WORK REQUEST:
Return verbatim every line from the first line of the data below to the line that contains "Objective — one point on each instance of the man's eye", inclusive, and no further.

[Items listed in a dataset]
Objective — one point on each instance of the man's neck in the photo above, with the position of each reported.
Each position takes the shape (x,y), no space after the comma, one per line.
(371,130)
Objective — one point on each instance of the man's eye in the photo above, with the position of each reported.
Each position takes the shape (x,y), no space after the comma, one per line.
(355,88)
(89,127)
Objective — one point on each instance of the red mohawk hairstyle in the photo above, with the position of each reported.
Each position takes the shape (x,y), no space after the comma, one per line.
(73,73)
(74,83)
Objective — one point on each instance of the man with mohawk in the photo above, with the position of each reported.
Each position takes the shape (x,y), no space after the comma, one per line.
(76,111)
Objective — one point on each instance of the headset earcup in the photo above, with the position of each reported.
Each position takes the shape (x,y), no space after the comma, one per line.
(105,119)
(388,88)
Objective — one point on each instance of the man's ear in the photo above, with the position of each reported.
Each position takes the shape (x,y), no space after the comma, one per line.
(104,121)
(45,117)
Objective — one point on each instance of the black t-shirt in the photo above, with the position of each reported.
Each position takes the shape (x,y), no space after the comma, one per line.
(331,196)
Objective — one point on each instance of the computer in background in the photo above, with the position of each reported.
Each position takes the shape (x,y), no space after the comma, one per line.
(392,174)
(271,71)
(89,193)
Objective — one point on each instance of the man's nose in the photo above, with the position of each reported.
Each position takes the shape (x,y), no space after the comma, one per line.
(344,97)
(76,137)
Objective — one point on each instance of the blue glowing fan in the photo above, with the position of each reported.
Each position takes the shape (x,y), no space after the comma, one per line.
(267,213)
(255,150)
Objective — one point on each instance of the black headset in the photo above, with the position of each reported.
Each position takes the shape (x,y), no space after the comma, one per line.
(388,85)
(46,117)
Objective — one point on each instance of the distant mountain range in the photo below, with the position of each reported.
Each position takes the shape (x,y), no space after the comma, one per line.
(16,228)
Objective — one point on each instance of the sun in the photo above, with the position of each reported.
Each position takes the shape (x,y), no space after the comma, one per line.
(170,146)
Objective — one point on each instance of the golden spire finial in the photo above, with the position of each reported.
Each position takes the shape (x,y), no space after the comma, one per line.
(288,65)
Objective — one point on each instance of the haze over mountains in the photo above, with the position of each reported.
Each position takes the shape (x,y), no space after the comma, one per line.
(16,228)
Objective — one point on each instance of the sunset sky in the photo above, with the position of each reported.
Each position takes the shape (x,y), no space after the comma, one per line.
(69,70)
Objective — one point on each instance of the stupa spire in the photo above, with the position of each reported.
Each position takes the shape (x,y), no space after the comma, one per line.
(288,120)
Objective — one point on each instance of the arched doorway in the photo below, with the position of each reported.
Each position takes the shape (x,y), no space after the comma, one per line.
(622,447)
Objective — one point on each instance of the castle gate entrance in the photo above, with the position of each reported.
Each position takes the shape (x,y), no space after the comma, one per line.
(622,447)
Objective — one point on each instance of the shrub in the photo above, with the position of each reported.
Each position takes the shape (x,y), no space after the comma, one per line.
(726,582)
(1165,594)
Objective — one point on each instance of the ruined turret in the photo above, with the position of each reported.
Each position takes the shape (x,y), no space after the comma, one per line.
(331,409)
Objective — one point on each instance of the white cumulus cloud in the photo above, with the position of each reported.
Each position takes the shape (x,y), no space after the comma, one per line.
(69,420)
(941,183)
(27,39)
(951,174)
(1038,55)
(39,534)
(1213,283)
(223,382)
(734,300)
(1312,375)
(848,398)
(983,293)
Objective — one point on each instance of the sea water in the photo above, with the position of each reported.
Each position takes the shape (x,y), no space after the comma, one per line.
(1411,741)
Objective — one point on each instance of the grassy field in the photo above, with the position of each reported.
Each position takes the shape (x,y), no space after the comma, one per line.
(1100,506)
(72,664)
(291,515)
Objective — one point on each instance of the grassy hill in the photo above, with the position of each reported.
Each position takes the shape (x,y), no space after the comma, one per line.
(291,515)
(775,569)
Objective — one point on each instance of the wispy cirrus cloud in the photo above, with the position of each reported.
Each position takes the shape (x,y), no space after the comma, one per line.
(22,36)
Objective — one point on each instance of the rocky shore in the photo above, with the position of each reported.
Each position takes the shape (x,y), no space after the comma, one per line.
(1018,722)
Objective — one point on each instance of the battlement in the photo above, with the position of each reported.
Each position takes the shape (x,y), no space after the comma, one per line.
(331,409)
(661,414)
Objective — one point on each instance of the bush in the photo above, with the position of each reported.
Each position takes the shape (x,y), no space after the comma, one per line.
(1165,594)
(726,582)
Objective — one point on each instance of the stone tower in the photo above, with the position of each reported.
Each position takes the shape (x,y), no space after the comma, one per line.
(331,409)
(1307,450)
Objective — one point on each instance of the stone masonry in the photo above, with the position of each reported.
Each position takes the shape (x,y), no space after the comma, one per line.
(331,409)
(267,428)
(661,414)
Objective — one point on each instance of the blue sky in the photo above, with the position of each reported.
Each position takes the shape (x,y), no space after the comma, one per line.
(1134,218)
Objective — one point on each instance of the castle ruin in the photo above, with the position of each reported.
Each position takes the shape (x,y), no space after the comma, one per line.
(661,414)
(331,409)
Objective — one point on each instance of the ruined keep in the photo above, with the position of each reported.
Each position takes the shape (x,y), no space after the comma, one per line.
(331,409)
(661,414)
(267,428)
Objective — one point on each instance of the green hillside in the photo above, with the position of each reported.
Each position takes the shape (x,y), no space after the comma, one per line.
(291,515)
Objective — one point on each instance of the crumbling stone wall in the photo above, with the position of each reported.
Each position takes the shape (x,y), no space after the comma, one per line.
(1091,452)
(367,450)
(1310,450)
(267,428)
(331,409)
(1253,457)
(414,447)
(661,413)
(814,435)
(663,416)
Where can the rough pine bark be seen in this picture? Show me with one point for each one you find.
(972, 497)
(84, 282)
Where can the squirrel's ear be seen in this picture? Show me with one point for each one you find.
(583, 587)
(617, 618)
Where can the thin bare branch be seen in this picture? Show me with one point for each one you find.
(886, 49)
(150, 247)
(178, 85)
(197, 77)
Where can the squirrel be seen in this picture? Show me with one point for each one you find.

RESULT FOR THIS EXERCISE:
Objective — one point on each instance of the man's neck in the photo above, with the position of each reported.
Each position takes the shape (x,y), no space after the comma, one per line.
(371,130)
Objective — one point on each instance of the man's eye in the photo above, with the position of each reported.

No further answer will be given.